Transcribe the entries that follow, word for word.

--- start DATASET EXTRACT ---

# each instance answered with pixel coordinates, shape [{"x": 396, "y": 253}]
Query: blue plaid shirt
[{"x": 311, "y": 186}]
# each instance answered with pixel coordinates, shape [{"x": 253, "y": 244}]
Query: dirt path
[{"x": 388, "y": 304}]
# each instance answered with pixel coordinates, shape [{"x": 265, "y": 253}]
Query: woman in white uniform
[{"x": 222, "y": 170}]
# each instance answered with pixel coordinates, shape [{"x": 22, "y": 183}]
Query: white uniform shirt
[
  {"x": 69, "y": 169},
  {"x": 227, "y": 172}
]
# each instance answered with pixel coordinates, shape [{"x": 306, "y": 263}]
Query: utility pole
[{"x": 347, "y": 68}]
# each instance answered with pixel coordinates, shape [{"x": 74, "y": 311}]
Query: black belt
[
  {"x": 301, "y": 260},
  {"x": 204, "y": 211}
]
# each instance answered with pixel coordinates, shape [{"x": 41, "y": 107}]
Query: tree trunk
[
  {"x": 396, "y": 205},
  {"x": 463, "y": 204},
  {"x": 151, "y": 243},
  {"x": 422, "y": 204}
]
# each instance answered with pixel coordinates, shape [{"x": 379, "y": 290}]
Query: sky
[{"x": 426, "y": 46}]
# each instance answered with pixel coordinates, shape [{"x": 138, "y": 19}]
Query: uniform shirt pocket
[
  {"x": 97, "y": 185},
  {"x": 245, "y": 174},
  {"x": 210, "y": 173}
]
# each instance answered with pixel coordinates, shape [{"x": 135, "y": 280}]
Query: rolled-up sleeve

--- end DATASET EXTRACT ---

WRITTEN ANSWER:
# each instance answered with pixel coordinates, shape [{"x": 396, "y": 253}]
Query: blue plaid shirt
[{"x": 311, "y": 186}]
# each instance answered with pixel coordinates, shape [{"x": 253, "y": 244}]
Query: dirt path
[{"x": 388, "y": 304}]
# each instance answered with pixel coordinates, shape [{"x": 265, "y": 253}]
Query: woman in white uniform
[{"x": 222, "y": 170}]
# each instance answered with pixel coordinates, shape [{"x": 22, "y": 183}]
Query: white uniform shirt
[
  {"x": 69, "y": 169},
  {"x": 227, "y": 172}
]
# each instance answered with pixel coordinates, shape [{"x": 306, "y": 263}]
Query: utility pole
[{"x": 347, "y": 68}]
# each instance answered with pixel coordinates, shape [{"x": 74, "y": 311}]
Query: black belt
[
  {"x": 301, "y": 260},
  {"x": 204, "y": 211}
]
# each instance answered with pixel coordinates, shape [{"x": 41, "y": 107}]
Query: tree trunk
[
  {"x": 396, "y": 205},
  {"x": 463, "y": 204},
  {"x": 151, "y": 243},
  {"x": 422, "y": 204}
]
# each instance answered with pixel coordinates, shape [{"x": 379, "y": 290}]
Query: sky
[{"x": 426, "y": 46}]
# each instance answered with pixel coordinates, shape [{"x": 138, "y": 19}]
Query: uniform shirt pocket
[
  {"x": 97, "y": 185},
  {"x": 245, "y": 174},
  {"x": 210, "y": 173}
]
# each instance answered with pixel coordinates, shape [{"x": 135, "y": 280}]
Query: rolled-up sleeve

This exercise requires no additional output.